30 Eki 2014

Bırakın Yaşasınlar

Çağın yamyamları elçiliği bastı, elçiyi ve elçilik çalışanlarını kaçırdı… Zevk için kafa kesen bu insanların zulümlerini anlatmayı dahi yasakladın. Gayet makul, suhuletli bir tavırla, “İŞİD’i kızdıracak açıklamalar yapmayın, zira gaza gelip elçimize zarar verebilirler” dedin. Dedin, çünkü onların kılına zarar gelse senin Cumhurbaşkanlığın arifesinde böyle bir skandalı kaldıramazdı “hüloğğ”cuların bile. İŞİD’e “zalim” dahi demedi beslemelerin…

Söz konusu Gazze olunca ise veriyorsun gazı… Sen bağırıyorsun çocuklar ölüyor… Sen ve senin zihniyetin “Filistin” dediği günden bu güne kadar hep o çocuklar öldü… Hiç suhulet çağrısı duymadık… Hiç, “arkadaşlar! İsrail’i daha sert davranmaya itecek açıklamalardan kaçınalım, orda çocuklar söz konusu” gibisinden bir demecine şahit olmadı kulaklarımız…
Neden?

Çünkü dilin ağlasa da gönlün bayram ediyor… Ölen senin ebleh çocukların değil ki, ölen zavallı Filistinli çocuk… Doğduğu günden itibaren maniple edilen, o aç ve sefil çocuk ölüyor… Siyasal İslamcılar onların cesetlerinden rant devşiriyorlar… “Filistin davası” uğruna tüm İslam âleminden para, itibar ve güç devşirenleri bilmiyor muyuz?
________________________
» Aşağıdakileri tamamlayın
1) Yazıya göre şu soruları cevaplayın:
(a) Yazı hangi tarihi taşıyor?
(b) "Çağın yamyamları" neyi bastı ve kimleri kaçırdı?
(c) İŞİD'i kızdıracak açıklamalardan kaçınılması hangi gerekçeyle istendi?
2) Yazının "Söz konusu Gazze" ile başlayan ve "devşirenleri bilmiyor muyuz?" ile biten kısmını, bu ikisi de dahil olmak üzere aynen yazdırın.

» Verilen bilgiler
________________________
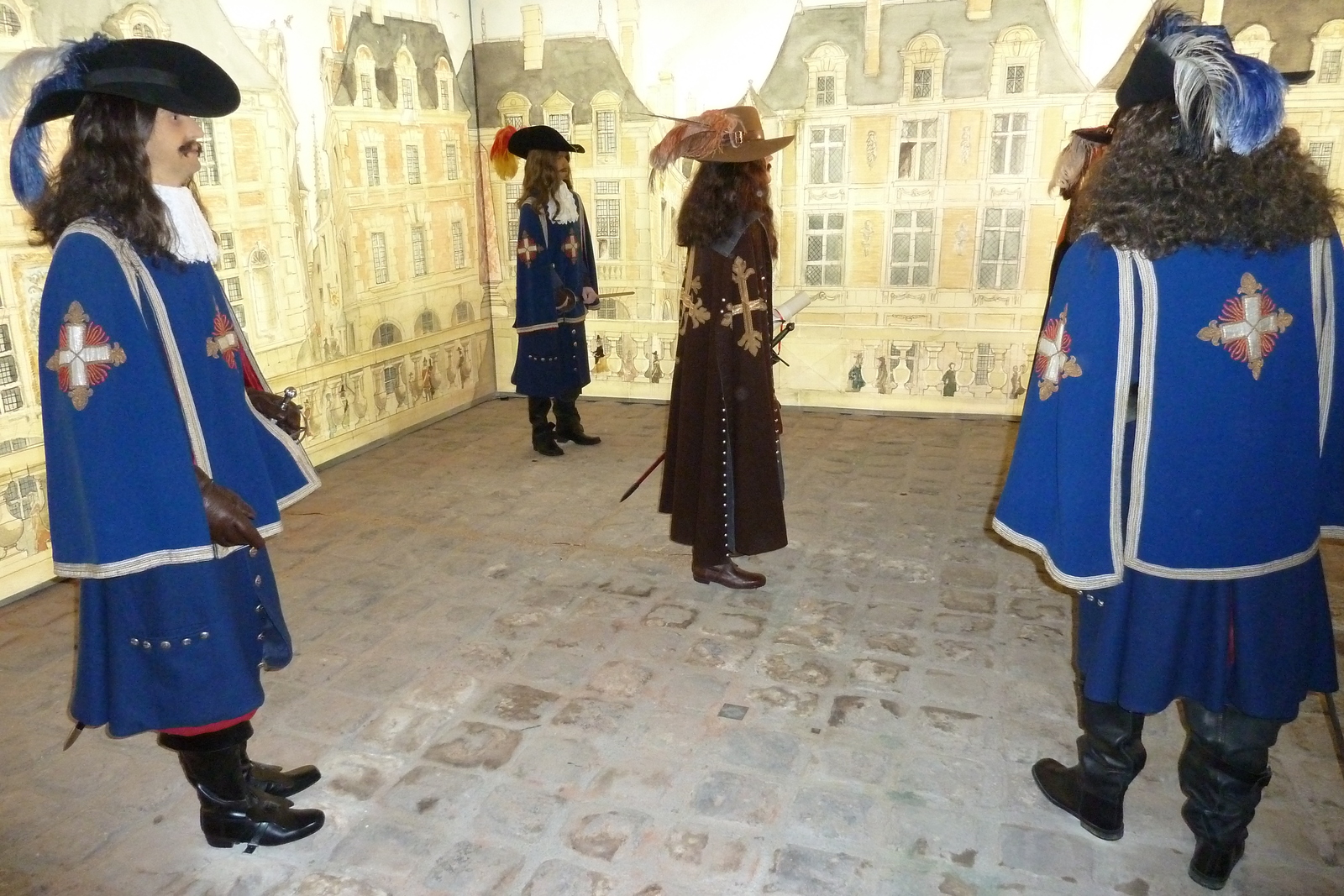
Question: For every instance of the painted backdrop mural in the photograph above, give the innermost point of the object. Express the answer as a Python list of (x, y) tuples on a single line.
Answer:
[(369, 250)]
________________________
» Soruların çözümleri
1)
(a) 30 Eki 2014
(b) Elçiliği bastılar, elçiyi ve elçilik çalışanlarını kaçırdılar.
(c) İŞİD'in gaza gelip elçiye zarar verebileceği gerekçesiyle istendi.

2)
Söz konusu Gazze olunca ise veriyorsun gazı… Sen bağırıyorsun çocuklar ölüyor… Sen ve senin zihniyetin “Filistin” dediği günden bu güne kadar hep o çocuklar öldü… Hiç suhulet çağrısı duymadık… Hiç, “arkadaşlar! İsrail’i daha sert davranmaya itecek açıklamalardan kaçınalım, orda çocuklar söz konusu” gibisinden bir demecine şahit olmadı kulaklarımız…
Neden?

Çünkü dilin ağlasa da gönlün bayram ediyor… Ölen senin ebleh çocukların değil ki, ölen zavallı Filistinli çocuk… Doğduğu günden itibaren maniple edilen, o aç ve sefil çocuk ölüyor… Siyasal İslamcılar onların cesetlerinden rant devşiriyorlar… “Filistin davası” uğruna tüm İslam âleminden para, itibar ve güç devşirenleri bilmiyor muyuz?